Goal:
Everything from the line that holds "the white painted" through the end of the data below should be output exactly, both ends included.
## START Input
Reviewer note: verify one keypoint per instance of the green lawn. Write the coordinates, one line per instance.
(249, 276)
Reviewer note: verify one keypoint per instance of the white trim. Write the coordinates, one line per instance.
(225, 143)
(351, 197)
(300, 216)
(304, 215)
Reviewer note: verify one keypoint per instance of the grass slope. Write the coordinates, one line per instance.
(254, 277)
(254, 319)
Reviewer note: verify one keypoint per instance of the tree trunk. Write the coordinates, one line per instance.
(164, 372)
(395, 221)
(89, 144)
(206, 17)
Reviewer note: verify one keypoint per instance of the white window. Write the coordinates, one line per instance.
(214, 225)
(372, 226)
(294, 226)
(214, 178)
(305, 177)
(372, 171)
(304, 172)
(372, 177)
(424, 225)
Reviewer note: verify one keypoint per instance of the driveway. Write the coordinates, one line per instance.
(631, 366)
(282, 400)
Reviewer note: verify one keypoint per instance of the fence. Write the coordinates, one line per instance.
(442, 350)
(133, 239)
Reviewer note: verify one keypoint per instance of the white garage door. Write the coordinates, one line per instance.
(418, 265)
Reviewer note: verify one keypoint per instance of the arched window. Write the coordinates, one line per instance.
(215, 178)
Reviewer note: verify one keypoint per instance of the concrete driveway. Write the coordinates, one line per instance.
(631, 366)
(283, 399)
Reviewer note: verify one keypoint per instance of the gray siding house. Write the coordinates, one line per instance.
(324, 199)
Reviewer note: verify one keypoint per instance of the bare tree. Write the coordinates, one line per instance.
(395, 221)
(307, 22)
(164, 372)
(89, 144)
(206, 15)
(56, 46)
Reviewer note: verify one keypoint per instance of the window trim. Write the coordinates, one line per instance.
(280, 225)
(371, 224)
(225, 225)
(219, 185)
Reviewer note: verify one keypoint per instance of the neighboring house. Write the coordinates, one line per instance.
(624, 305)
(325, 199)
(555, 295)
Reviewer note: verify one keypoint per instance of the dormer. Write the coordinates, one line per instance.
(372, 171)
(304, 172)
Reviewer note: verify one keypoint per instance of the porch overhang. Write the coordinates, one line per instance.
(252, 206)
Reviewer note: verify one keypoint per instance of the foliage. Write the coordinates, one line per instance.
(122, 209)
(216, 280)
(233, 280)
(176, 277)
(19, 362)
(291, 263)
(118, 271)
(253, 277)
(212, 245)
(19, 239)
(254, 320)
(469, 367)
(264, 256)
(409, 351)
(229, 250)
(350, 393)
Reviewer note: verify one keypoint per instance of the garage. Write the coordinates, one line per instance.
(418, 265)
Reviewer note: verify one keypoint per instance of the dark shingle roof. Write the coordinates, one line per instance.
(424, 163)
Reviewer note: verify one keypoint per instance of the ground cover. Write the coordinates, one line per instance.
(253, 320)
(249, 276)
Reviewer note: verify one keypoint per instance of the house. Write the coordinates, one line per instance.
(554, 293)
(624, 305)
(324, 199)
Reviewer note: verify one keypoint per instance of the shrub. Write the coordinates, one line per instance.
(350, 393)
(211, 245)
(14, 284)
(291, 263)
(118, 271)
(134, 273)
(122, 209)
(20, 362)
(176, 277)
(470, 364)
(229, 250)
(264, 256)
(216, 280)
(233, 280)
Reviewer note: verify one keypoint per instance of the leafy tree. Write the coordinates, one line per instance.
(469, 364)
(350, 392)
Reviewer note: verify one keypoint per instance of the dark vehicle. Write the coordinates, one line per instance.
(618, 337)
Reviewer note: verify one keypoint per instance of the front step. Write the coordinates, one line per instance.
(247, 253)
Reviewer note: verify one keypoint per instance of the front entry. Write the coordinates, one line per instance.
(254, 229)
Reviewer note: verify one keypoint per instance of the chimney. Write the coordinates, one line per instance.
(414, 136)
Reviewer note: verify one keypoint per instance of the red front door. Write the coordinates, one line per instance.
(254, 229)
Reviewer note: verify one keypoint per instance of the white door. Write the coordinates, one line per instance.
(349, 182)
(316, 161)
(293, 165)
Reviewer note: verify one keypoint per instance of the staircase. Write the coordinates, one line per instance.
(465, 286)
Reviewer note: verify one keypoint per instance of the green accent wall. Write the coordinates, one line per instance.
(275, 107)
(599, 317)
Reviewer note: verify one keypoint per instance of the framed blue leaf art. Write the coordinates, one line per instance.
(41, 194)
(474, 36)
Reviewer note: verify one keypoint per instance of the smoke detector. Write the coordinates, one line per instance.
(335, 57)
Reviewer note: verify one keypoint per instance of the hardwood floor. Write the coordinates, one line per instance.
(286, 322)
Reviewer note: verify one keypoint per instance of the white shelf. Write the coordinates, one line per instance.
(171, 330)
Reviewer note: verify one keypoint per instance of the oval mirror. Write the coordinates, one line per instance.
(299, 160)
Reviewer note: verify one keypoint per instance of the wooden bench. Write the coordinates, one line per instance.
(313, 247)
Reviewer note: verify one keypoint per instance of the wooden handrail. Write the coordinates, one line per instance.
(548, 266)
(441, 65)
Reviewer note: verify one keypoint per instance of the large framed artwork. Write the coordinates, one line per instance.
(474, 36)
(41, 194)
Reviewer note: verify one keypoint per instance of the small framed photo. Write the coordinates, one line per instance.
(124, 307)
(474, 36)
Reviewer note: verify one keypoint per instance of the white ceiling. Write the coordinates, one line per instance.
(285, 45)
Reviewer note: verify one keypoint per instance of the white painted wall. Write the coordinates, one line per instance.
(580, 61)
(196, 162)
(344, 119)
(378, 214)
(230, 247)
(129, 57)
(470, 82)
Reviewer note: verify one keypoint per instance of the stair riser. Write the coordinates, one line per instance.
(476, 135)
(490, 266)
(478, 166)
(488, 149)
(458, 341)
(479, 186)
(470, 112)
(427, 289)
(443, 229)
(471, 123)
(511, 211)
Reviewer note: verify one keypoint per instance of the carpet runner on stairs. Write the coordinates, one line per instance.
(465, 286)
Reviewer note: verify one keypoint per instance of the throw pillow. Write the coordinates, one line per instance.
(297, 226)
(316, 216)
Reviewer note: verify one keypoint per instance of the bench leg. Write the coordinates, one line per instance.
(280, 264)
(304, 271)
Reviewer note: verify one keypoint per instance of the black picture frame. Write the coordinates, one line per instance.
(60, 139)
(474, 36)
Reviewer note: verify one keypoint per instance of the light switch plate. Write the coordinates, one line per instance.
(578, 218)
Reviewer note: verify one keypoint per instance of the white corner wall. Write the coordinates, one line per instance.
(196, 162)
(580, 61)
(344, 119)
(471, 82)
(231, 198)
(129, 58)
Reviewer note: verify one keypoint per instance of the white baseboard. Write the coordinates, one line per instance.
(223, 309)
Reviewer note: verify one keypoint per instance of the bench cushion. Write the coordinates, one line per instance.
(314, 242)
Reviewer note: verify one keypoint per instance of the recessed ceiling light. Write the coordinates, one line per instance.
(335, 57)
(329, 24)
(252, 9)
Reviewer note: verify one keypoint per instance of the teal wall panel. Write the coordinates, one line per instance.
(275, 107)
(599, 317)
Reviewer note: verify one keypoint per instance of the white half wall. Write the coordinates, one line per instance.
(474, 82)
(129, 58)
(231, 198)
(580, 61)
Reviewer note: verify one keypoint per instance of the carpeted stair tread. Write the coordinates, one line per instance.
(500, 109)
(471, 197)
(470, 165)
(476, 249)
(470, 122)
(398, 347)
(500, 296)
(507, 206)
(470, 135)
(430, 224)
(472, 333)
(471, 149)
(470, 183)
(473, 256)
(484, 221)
## END Input
Correct result:
Reviewer note: verify one keypoint per instance of the white painted wall. Write the coordinates, one line per instance.
(580, 61)
(196, 162)
(344, 119)
(378, 214)
(230, 247)
(129, 57)
(470, 82)
Reviewer note: verify one keypoint per instance of the stair riser. Write the coordinates, one line per instance.
(476, 135)
(490, 266)
(478, 166)
(488, 149)
(458, 341)
(479, 186)
(470, 112)
(427, 289)
(443, 229)
(471, 123)
(511, 211)
Reviewer note: verify one keypoint per instance of the carpet runner on stairs. Write the coordinates, one line per instance.
(465, 286)
Reviewer note: verify one keypoint per instance of the throw pillow. Write the coordinates, one line per instance.
(297, 226)
(316, 216)
Reviewer note: verify one keypoint per instance of the bench leg. Write the coordinates, one line per instance.
(280, 264)
(304, 271)
Reviewer note: verify one keypoint per instance of the black picture frame. Write the coordinates, one line per instance.
(60, 139)
(474, 36)
Reviewer note: verify one keypoint per instance of the light switch plate. Write the coordinates, one line per instance.
(578, 218)
Reviewer note: verify one keypoint per instance of the white corner wall. Write the coordinates, one line per instance.
(196, 162)
(580, 61)
(344, 119)
(471, 82)
(231, 198)
(129, 58)
Reviewer note: verify one keypoint per instance of the white baseboard. Write the coordinates, one line per instance.
(223, 309)
Reviewer note: verify one keypoint per instance of the bench cushion. Write the coordinates, one line per instance.
(314, 242)
Reviewer note: verify one keypoint per instance of the recessed ceiling light. Write the coordinates, one line per instance.
(335, 57)
(329, 24)
(252, 9)
Reviewer note: verify one keypoint per instance of the teal wall panel. Write the coordinates, one line per instance.
(275, 107)
(599, 317)
Reviewer note: verify one keypoint per instance of the white half wall. Write the coordinates, one line per instance.
(474, 82)
(129, 58)
(231, 198)
(580, 61)
Reviewer note: verify one keypoint per instance of the carpeted stair tread. Write the coordinates, one line per instance.
(500, 109)
(471, 197)
(470, 165)
(476, 249)
(470, 122)
(398, 347)
(500, 296)
(507, 206)
(470, 135)
(430, 224)
(472, 333)
(471, 149)
(470, 183)
(473, 256)
(484, 221)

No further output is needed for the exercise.